• [To do] How many of the lines below contain "outline"? Answer with that number alone.

Stored records
-.-.-

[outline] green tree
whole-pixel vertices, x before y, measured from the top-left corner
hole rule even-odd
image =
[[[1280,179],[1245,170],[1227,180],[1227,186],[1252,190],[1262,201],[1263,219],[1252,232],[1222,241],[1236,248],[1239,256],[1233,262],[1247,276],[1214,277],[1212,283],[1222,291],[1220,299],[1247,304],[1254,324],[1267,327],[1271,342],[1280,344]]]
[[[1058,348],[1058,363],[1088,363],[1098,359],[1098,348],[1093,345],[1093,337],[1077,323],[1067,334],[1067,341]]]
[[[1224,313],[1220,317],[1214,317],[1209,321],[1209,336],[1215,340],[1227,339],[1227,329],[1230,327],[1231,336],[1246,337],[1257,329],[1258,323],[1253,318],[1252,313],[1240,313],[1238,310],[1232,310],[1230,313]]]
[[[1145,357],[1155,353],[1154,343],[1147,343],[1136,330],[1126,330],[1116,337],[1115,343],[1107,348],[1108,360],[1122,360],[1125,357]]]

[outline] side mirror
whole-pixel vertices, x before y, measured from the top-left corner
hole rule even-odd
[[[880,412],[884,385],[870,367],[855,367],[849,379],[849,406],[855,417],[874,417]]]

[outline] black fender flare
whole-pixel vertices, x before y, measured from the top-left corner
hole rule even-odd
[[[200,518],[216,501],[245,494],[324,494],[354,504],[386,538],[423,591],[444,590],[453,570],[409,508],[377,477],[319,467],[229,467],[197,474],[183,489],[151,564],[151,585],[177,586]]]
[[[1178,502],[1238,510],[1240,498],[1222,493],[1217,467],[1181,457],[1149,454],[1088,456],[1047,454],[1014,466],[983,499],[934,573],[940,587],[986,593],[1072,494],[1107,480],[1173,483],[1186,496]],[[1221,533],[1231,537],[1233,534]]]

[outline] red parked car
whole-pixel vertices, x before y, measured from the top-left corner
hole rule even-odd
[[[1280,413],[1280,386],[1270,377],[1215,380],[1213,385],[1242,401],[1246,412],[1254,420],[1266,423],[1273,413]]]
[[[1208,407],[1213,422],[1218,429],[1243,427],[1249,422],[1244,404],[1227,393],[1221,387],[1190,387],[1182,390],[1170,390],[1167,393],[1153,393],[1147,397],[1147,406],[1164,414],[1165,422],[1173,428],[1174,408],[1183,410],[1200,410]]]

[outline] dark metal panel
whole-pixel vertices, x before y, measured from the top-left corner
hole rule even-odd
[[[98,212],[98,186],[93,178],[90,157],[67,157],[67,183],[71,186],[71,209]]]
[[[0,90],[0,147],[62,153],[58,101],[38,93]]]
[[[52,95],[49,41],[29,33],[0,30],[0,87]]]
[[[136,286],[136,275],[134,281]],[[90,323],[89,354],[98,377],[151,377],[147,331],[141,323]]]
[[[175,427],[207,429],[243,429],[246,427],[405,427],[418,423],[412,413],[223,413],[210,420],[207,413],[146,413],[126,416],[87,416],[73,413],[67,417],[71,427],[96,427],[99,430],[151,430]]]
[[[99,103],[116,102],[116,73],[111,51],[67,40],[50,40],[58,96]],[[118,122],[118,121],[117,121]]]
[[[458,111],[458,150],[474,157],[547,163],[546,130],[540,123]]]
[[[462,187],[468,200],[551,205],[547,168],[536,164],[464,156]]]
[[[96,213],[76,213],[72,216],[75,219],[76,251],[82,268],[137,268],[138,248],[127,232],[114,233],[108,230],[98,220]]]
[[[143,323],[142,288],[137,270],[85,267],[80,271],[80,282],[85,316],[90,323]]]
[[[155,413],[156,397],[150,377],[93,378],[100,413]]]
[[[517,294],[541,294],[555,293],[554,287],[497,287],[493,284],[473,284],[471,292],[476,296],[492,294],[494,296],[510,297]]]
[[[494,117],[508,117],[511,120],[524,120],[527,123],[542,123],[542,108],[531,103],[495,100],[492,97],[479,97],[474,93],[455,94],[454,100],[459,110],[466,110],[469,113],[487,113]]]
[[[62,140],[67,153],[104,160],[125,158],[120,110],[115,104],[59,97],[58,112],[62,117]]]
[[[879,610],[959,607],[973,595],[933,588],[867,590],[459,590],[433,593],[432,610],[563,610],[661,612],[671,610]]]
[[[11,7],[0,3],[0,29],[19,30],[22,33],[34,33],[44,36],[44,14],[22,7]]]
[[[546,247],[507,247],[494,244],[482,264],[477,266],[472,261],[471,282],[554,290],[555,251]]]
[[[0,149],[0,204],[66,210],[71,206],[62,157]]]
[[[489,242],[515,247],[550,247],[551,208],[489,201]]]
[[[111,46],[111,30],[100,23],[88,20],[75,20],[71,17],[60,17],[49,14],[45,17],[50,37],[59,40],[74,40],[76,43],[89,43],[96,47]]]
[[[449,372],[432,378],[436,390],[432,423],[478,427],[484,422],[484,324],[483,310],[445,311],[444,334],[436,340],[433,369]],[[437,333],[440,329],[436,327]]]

-.-.-

• [Answer below] 5